____ RECORDS FOR THE TASK
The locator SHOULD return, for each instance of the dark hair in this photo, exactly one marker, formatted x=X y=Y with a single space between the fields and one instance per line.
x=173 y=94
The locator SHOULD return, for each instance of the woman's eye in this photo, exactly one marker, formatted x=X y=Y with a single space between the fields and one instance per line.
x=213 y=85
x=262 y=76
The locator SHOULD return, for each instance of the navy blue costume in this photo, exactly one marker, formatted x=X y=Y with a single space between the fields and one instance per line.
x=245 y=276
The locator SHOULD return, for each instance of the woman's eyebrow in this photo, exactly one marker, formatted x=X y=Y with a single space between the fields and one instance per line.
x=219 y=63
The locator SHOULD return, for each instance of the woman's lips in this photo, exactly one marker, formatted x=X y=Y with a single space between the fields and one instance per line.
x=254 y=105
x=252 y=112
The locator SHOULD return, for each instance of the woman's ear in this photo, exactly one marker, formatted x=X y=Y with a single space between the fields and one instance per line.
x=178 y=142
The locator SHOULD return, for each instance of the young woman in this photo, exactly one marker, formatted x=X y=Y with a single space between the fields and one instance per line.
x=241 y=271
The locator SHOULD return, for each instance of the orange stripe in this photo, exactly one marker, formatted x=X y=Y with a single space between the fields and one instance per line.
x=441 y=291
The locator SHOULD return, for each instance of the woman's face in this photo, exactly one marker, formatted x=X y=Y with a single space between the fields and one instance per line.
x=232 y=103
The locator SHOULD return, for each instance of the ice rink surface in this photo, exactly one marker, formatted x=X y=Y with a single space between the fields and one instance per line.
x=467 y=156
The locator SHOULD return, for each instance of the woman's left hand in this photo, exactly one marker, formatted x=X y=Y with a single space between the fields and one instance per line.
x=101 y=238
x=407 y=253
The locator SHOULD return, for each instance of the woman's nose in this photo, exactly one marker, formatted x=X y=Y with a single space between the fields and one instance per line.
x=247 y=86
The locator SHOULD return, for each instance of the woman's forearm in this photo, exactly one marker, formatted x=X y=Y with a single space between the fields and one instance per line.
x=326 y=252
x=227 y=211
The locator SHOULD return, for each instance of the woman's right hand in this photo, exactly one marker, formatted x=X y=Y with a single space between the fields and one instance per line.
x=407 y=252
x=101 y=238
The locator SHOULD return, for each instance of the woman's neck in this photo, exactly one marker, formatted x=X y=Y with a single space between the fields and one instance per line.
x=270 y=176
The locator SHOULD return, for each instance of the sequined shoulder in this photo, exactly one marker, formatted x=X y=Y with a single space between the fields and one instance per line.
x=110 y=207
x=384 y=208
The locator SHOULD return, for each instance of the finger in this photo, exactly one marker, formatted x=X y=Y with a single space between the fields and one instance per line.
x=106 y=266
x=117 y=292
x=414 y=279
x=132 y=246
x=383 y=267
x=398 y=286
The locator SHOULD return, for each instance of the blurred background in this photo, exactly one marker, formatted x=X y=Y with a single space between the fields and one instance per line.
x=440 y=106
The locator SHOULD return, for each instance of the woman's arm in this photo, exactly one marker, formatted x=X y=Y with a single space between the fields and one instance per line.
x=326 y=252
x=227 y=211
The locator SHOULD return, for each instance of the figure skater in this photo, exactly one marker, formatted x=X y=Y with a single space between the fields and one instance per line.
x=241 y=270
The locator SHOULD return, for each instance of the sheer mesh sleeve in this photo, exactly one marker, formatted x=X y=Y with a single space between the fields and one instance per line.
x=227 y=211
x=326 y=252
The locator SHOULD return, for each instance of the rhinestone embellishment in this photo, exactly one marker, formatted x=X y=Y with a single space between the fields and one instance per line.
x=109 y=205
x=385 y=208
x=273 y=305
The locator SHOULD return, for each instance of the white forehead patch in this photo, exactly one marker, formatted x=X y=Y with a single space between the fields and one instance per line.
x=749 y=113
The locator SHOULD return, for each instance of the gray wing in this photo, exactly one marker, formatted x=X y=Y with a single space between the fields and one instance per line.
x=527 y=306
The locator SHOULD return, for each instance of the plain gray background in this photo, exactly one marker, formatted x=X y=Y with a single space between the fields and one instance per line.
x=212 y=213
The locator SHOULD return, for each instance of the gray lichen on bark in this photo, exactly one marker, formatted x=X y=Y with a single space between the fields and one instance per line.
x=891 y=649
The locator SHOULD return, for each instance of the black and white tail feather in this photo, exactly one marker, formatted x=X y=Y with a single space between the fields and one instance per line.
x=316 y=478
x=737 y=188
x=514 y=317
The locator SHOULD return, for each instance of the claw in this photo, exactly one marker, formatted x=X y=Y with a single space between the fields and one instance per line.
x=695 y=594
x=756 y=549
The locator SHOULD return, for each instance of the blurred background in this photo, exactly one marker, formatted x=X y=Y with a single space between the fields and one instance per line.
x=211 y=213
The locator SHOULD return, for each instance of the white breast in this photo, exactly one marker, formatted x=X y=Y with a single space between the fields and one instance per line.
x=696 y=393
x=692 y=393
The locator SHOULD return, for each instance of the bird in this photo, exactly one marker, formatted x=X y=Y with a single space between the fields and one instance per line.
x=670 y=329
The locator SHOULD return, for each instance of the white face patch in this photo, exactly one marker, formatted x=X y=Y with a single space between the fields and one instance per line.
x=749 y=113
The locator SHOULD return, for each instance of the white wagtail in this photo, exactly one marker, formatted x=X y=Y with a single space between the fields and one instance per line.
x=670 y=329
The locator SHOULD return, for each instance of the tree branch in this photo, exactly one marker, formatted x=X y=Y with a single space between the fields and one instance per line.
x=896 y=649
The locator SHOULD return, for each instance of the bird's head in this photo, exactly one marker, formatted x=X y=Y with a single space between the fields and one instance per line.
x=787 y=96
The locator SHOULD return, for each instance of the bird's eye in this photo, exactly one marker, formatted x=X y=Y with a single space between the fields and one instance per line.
________
Every record should be repeated exactly; please leave none out.

The locator SHOULD return, for each instance of the dark hair in this photo, exactly one marker, formatted x=X y=Y with a single space between the fields and one instance per line.
x=173 y=94
The locator SHOULD return, for each instance of the woman's eye in this photo, exactly one marker, formatted x=X y=Y with a single space between the fields and one instance per line.
x=213 y=85
x=262 y=76
The locator SHOULD return, for each instance of the navy blue costume in this photo, exactly one marker, formatted x=X y=Y with a single space between the fields and one instance per line.
x=245 y=276
The locator SHOULD return, for each instance of the woman's eyebrow in this photo, exactly one marker, formatted x=X y=Y with a single space between the fields and one instance per line.
x=219 y=63
The locator SHOULD return, for each instance of the woman's lips in this photo, exactly one marker, formatted x=X y=Y with a single space between the fields and one instance per line.
x=254 y=105
x=252 y=112
The locator SHOULD return, for each instance of the woman's ear in this photo, exactly one marker, formatted x=X y=Y with a single space between the fields and one instance per line.
x=178 y=142
The locator SHOULD return, for each instance of the young woman in this photo, exactly one marker, formatted x=X y=Y with a single space between the fields and one instance per line.
x=241 y=271
The locator SHOULD return, for each instance of the orange stripe in this photo, exactly one marker, formatted x=X y=Y with a single space between the fields and one instance per line.
x=441 y=291
The locator SHOULD return, for each instance of the woman's face in this photo, exactly one marker, formatted x=X y=Y with a single space between the fields and one instance per line.
x=232 y=103
The locator SHOULD return, for each instance of the ice rink surface in this photo, exactly one marker, formatted x=X y=Y with a single space between the fields and one instance per line.
x=467 y=156
The locator SHOULD return, for each instance of the woman's left hand in this photo, exactly one marker, formatted x=X y=Y with a single space between the fields and one instance per line.
x=101 y=238
x=407 y=253
The locator SHOULD return, for each instance of the woman's nose in this photo, exactly one marker, formatted x=X y=Y with a single space between the fields and one instance per line.
x=247 y=86
The locator SHOULD return, for each instance of the woman's forearm in this photo, exactly one marker, formatted x=X y=Y with a single space between the fields and one instance per line.
x=326 y=252
x=227 y=211
The locator SHOULD return, for each instance of the woman's right hand in this photo, exactly one marker, formatted x=X y=Y with a single space between the fields and one instance per line.
x=407 y=252
x=101 y=238
The locator SHOULD return, for each instance of the woman's neck in this photo, exactly one marker, formatted x=X y=Y with a single space between the fields and one instance per line.
x=270 y=176
The locator SHOULD return, for each instance of the sequined shoulder in this photo, exactly one marker, formatted x=X y=Y with a single space between the fields and one instance per line.
x=110 y=207
x=384 y=208
The locator SHOULD return, for each instance of the finger in this photo, exactly one marker, formatted x=X y=Y with a single space between the fields and one instance per line.
x=106 y=266
x=117 y=292
x=414 y=279
x=132 y=246
x=383 y=267
x=398 y=286
The locator SHOULD return, for each instance of the blurred background in this photo, exactly one marker, formatted x=X y=Y with a single space between the fields and one instance per line.
x=440 y=106
The locator SHOULD return, for each instance of the woman's arm in this photo, exactly one marker, formatted x=X y=Y with a single space between the fields and one instance per line.
x=326 y=252
x=227 y=211
The locator SHOULD return, for each instance of the figure skater in this photo, exactly one marker, formatted x=X y=Y with a single space between the fields and one instance per line.
x=241 y=270
The locator SHOULD return, for each instance of the sheer mesh sleeve in this photo, exactly one marker, formatted x=X y=Y with a single space between the fields and one instance per line.
x=227 y=211
x=326 y=252
The locator SHOULD return, for each instance of the rhinestone embellishment in this photo, exactly one marker, formatted x=X y=Y with a single space between the fields and one instance per line.
x=109 y=205
x=385 y=208
x=273 y=305
The locator SHOULD return, for each instance of the white forehead patch in this photo, exactly one marker, formatted x=X y=Y with a single space between the fields and one instance per line.
x=749 y=113
The locator SHOULD return, for each instance of the gray wing in this photo, exactly one marker, formatted x=X y=Y with a single space between the fields and one instance per line.
x=527 y=306
The locator SHOULD return, for each instance of the plain gray background in this photo, exactly one marker, formatted x=X y=Y with a single space between the fields and one instance per line.
x=212 y=213
The locator SHOULD return, for each instance of the gray lichen on bark in this photo, exactly one marker, formatted x=X y=Y with a single space between the fields and one instance per line.
x=891 y=649
The locator SHOULD return, for each instance of the black and white tail feather in this photo, exactly one marker, formatted x=X y=Y with a single space between the fields and one instance per line.
x=316 y=478
x=737 y=188
x=514 y=317
The locator SHOULD return, for each instance of the claw in this photo, exactly one marker, formatted x=X y=Y with a single space between the fields and one instance per line.
x=695 y=594
x=756 y=549
The locator SHOULD return, for each instance of the blurred background in this photo, exactly one marker, formatted x=X y=Y with a single space between the fields and one instance per line.
x=211 y=213
The locator SHOULD return, for each instance of the white breast in this photo, exactly one marker, formatted x=X y=Y with a single space between the fields and one instance per line.
x=696 y=393
x=692 y=393
The locator SHOULD return, for each instance of the bird in this photo, exactly one marker, formatted x=X y=Y with a single space between the fields and one instance per line.
x=670 y=329
The locator SHOULD return, for each instance of the white face patch in this photo, exactly one marker, formatted x=X y=Y with a single space between the fields and one instance per line.
x=749 y=113
The locator SHOULD return, for each instance of the white wagtail in this photo, exactly one marker, formatted x=X y=Y with a single space between the fields and one instance per line.
x=670 y=329
The locator SHOULD return, for each instance of the tree branch in this photo, exactly one marker, formatted x=X y=Y with a single space between the fields and one instance per line.
x=896 y=649
The locator SHOULD return, for each instance of the bird's head in this photo, exactly one marker, formatted x=X y=Y with a single space between the fields and one instance per line.
x=787 y=96
The locator SHOULD return, for each instance of the bird's eye in this photo, exactly one marker, formatted x=X y=Y with a single space between the fields and one instance per line.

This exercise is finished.